### Exercise inputs ###

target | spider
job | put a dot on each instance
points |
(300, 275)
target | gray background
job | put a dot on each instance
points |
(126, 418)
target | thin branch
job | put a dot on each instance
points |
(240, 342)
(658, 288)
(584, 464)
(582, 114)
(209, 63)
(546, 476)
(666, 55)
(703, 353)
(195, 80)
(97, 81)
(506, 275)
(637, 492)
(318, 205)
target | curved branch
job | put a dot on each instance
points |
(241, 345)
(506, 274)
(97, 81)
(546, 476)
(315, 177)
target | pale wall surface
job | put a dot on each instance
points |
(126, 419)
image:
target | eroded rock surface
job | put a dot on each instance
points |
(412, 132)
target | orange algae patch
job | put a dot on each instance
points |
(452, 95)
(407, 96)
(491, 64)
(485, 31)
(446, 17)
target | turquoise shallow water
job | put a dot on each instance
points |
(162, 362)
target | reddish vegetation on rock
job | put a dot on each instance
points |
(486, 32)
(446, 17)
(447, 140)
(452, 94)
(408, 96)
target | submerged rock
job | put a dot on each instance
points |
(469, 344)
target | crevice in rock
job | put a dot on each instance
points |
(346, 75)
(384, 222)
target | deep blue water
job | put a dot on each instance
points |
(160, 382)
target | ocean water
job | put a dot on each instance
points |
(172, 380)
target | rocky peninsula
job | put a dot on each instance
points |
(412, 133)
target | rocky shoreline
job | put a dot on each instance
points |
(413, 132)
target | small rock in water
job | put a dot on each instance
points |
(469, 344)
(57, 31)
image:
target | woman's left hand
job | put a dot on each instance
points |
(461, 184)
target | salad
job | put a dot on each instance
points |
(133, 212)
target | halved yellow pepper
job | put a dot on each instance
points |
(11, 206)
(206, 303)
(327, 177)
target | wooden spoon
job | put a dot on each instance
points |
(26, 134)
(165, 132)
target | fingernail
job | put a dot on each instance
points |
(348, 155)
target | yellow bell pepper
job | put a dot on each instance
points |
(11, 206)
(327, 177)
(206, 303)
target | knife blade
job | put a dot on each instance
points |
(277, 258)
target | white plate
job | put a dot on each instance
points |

###

## Aim of the exercise
Copy the data above in full, character for character.

## Task answer
target | spider
job | put a dot on each instance
points |
(300, 275)
target | gray background
job | put a dot on each instance
points |
(126, 418)
target | thin branch
job | put a dot on each instance
points |
(240, 342)
(658, 288)
(584, 464)
(582, 114)
(209, 63)
(546, 476)
(666, 55)
(703, 353)
(195, 80)
(97, 81)
(506, 275)
(637, 492)
(318, 205)
target | curved branch
job | put a dot on each instance
points |
(241, 345)
(506, 274)
(97, 81)
(546, 476)
(315, 177)
target | pale wall surface
job | put a dot on each instance
points |
(126, 419)
image:
target | eroded rock surface
job | put a dot on each instance
points |
(412, 132)
target | orange algae patch
job | put a dot on each instance
points |
(452, 95)
(407, 96)
(491, 64)
(485, 31)
(446, 17)
target | turquoise shallow water
job | put a dot on each instance
points |
(162, 362)
target | reddish vegetation on rock
job | put a dot on each instance
points |
(486, 32)
(446, 17)
(447, 140)
(452, 94)
(408, 96)
target | submerged rock
job | put a dot on each instance
points |
(469, 344)
target | crevice in rock
job | put a dot on each instance
points |
(346, 75)
(384, 222)
target | deep blue water
job | put a dot on each instance
points |
(160, 382)
target | ocean water
job | put a dot on each instance
points |
(172, 380)
target | rocky peninsula
job | put a dot on each instance
points |
(412, 133)
target | rocky shoreline
job | put a dot on each instance
points |
(413, 132)
target | small rock in water
job | put a dot on each instance
points |
(469, 344)
(57, 31)
image:
target | woman's left hand
job | put a dot on each instance
points |
(461, 184)
target | salad
job | put a dot on each instance
points |
(133, 212)
target | halved yellow pepper
job | put a dot on each instance
points |
(11, 206)
(206, 303)
(327, 177)
target | wooden spoon
job | put a dot on each instance
points |
(26, 134)
(165, 132)
target | fingernail
job | put a dot on each instance
points |
(348, 155)
target | yellow bell pepper
job | put a dot on each instance
points |
(11, 206)
(327, 177)
(206, 303)
target | knife blade
job | put a dot on each instance
points |
(277, 258)
target | white plate
job | put a dot on each instance
points |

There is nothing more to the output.